## Treść zadania 1
Przepisz fragment relacji z wyścigu, zaczynający się od słów „Po przejechaniu kolejnych” i kończący na słowach „jednak zostali doścignięci.”. Podstaw w nim „60 km” w miejsce „50 km”.

───── Tekst do czytania ─────

Witecki wygrywa Grody

44. Szlakiem Grodów Piastowskich (08-10.05.2009, Pro Liga), etap 3., Głogów - Polkowice, 191.1km

Drukuj

Mariusz Witecki z ekipy Mróz Continental Team wygrał 44. edycję Wyścigu Szlakiem Grodów Piastowskich. Ostatni etap padł łupem Tomasza Smolenia (CCC Polsat), który na mecie w Polkowicach był najszybszy z peletonu.

Mariusz Witecki z ekipy Mróz Continental Team wygrał 44. edycję Wyścigu Szlakiem Grodów Piastowskich. Ostatni etap padł łupem Tomasza Smolenia (CCC Polsat), który na mecie w Polkowicach był najszybszy z peletonu.
Ostatni etap przebigał z Głogowa do Polkowic i liczył sobie 191 km, a na trasie usytuowanych był pięć premii górskich 2. kategorii. Od peletonu odłączyli się Łukasz Bodnar (CCC Polsat), Artur Detko (DHL - Author) i Robert Bartko (LKT Brandenburg) i Artur Król (Centri della Calzatura). Żaden z kolarzy nie był zagrożeniem dla czołówki klasyfikacji generalnej, więc udało im się odjechać od peletonu na trochę większy dystans.

Po przejechaniu kolejnych 50 km ich przewaga wynosiła koło 5 minut, jednak peleton powoli zaczynał organizować pościg. W międzyczasie do prowadzących dołączyli Marcin Mrożek (Reprezentacja Polski) i Philiip Cortes (Amore&Vita McDonald's), jednak cała szóstka została wkrótce doścignięta przez peleton. Potem, przed lotnym finiszem w Polkowicach na 112km 11-osobowa grupa próbowała odjechać od peletonu, jednak zostali doścignięci.

─────

## Treść zadania 2
Wyszukaj wśród wpisów wszystkie wiersze zawierające ciąg „black” i przepisz je.

───── Wiersze danych ─────

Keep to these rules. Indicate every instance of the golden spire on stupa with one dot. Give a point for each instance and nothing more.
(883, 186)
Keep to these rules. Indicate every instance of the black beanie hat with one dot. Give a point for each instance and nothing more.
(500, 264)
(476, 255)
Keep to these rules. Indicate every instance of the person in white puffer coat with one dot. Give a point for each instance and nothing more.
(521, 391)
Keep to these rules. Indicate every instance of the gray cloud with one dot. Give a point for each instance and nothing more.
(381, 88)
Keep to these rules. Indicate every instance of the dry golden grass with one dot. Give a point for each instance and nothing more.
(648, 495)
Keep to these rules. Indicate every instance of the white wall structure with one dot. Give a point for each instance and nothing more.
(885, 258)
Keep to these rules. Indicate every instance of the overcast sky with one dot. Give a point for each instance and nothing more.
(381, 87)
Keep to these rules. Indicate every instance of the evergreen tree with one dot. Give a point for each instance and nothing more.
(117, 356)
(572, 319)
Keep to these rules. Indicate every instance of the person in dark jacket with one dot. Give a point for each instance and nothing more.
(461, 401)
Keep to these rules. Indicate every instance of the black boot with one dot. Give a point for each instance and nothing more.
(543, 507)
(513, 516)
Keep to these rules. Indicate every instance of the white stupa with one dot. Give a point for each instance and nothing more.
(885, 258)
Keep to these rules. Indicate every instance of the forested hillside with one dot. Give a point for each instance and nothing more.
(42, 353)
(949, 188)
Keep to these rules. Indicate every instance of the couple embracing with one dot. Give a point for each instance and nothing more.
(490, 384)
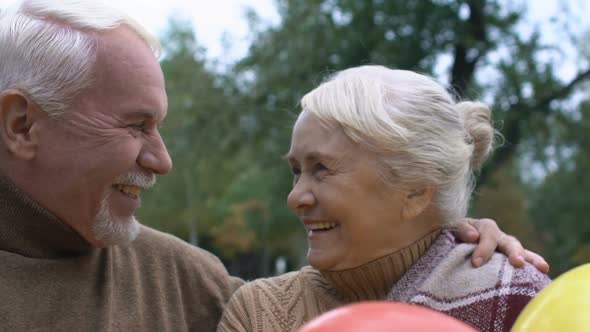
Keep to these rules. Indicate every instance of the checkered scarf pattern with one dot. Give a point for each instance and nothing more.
(488, 298)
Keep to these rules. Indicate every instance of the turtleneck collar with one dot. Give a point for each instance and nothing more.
(373, 280)
(28, 229)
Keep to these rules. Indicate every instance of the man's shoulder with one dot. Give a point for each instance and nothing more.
(275, 284)
(153, 244)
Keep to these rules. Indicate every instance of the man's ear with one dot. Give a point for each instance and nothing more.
(18, 114)
(415, 202)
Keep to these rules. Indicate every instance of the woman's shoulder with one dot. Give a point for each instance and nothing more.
(268, 304)
(454, 277)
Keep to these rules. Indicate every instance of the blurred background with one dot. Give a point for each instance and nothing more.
(235, 71)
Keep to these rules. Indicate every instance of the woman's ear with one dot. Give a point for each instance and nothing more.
(18, 115)
(415, 202)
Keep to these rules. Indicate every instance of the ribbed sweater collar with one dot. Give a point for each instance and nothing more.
(28, 229)
(373, 280)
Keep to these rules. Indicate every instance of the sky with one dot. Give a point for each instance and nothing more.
(212, 18)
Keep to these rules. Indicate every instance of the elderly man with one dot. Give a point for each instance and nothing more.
(81, 97)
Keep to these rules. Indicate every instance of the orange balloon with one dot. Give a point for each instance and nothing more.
(385, 317)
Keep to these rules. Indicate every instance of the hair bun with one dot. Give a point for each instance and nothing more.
(477, 121)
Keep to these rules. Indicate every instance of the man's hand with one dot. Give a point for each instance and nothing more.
(489, 237)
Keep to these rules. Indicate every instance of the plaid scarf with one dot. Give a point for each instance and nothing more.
(488, 298)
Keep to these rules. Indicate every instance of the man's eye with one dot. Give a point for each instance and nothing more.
(137, 126)
(295, 170)
(320, 167)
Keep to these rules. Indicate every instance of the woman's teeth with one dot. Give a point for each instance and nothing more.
(322, 226)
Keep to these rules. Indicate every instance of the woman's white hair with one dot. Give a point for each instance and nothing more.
(48, 47)
(417, 130)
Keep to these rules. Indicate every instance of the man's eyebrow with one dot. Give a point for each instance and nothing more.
(140, 114)
(313, 156)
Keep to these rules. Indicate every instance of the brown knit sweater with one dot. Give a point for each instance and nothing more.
(286, 302)
(52, 280)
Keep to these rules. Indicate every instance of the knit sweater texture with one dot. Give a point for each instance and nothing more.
(53, 280)
(433, 272)
(286, 302)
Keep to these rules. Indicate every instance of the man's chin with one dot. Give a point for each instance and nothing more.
(116, 231)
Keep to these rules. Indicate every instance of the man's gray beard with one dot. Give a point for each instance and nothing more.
(112, 230)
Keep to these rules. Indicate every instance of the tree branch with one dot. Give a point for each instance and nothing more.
(514, 121)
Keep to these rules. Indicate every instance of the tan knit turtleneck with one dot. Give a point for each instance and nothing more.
(286, 302)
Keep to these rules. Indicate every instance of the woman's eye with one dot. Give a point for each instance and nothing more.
(320, 167)
(138, 126)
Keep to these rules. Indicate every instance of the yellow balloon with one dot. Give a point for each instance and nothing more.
(564, 305)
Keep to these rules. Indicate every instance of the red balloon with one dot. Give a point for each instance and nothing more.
(385, 317)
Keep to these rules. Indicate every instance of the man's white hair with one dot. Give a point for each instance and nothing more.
(414, 126)
(48, 48)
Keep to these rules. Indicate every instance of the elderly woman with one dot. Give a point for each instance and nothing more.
(383, 164)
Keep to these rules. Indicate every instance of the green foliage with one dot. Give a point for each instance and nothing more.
(227, 131)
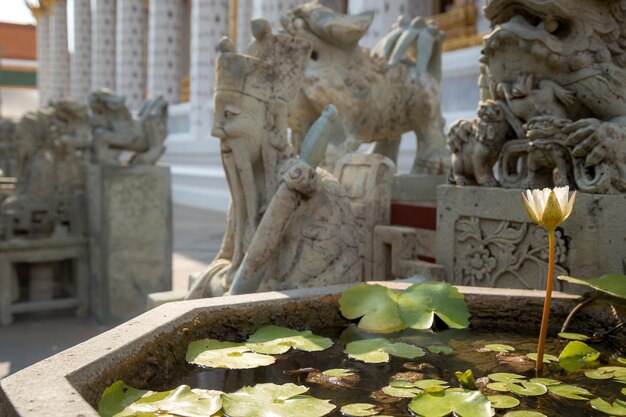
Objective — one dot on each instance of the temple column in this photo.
(59, 54)
(165, 49)
(209, 22)
(103, 44)
(386, 14)
(129, 52)
(81, 58)
(43, 55)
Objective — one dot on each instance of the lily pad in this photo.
(618, 408)
(419, 304)
(378, 350)
(375, 304)
(271, 400)
(216, 354)
(527, 388)
(401, 392)
(121, 400)
(360, 409)
(466, 379)
(275, 340)
(462, 404)
(613, 284)
(339, 372)
(499, 348)
(440, 349)
(570, 391)
(546, 358)
(503, 401)
(505, 377)
(577, 355)
(573, 336)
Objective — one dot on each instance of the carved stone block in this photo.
(130, 211)
(485, 238)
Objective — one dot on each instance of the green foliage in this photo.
(613, 284)
(383, 310)
(121, 400)
(216, 354)
(461, 403)
(275, 340)
(378, 350)
(271, 400)
(360, 409)
(577, 355)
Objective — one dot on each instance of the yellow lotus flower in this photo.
(549, 207)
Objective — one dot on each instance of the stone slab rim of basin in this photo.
(54, 384)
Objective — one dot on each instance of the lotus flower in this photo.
(549, 207)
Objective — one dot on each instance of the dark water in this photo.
(374, 376)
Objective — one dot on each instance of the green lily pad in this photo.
(498, 386)
(338, 372)
(503, 401)
(570, 391)
(271, 400)
(462, 404)
(360, 409)
(275, 340)
(378, 350)
(444, 349)
(527, 388)
(546, 381)
(466, 379)
(573, 336)
(577, 355)
(430, 383)
(121, 400)
(401, 392)
(419, 304)
(505, 377)
(613, 284)
(216, 354)
(499, 348)
(546, 358)
(375, 304)
(618, 408)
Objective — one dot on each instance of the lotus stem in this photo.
(546, 304)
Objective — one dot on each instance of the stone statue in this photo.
(557, 68)
(379, 95)
(116, 130)
(289, 225)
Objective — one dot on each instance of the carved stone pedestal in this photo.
(485, 238)
(130, 210)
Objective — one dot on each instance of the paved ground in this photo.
(33, 337)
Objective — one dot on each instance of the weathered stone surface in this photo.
(70, 383)
(379, 95)
(130, 237)
(552, 99)
(485, 238)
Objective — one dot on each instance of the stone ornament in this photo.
(379, 95)
(289, 225)
(555, 72)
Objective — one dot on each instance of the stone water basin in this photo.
(144, 350)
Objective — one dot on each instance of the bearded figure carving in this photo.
(559, 63)
(288, 224)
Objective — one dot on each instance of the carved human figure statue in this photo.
(314, 241)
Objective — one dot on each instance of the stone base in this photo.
(485, 238)
(130, 221)
(414, 188)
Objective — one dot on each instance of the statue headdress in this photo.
(272, 67)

─────

## Oczekiwana odpowiedź 1
Po przejechaniu kolejnych 60 km ich przewaga wynosiła koło 5 minut, jednak peleton powoli zaczynał organizować pościg. W międzyczasie do prowadzących dołączyli Marcin Mrożek (Reprezentacja Polski) i Philiip Cortes (Amore&Vita McDonald's), jednak cała szóstka została wkrótce doścignięta przez peleton. Potem, przed lotnym finiszem w Polkowicach na 112km 11-osobowa grupa próbowała odjechać od peletonu, jednak zostali doścignięci.

## Oczekiwana odpowiedź 2
Keep to these rules. Indicate every instance of the black beanie hat with one dot. Give a point for each instance and nothing more.
Keep to these rules. Indicate every instance of the black boot with one dot. Give a point for each instance and nothing more.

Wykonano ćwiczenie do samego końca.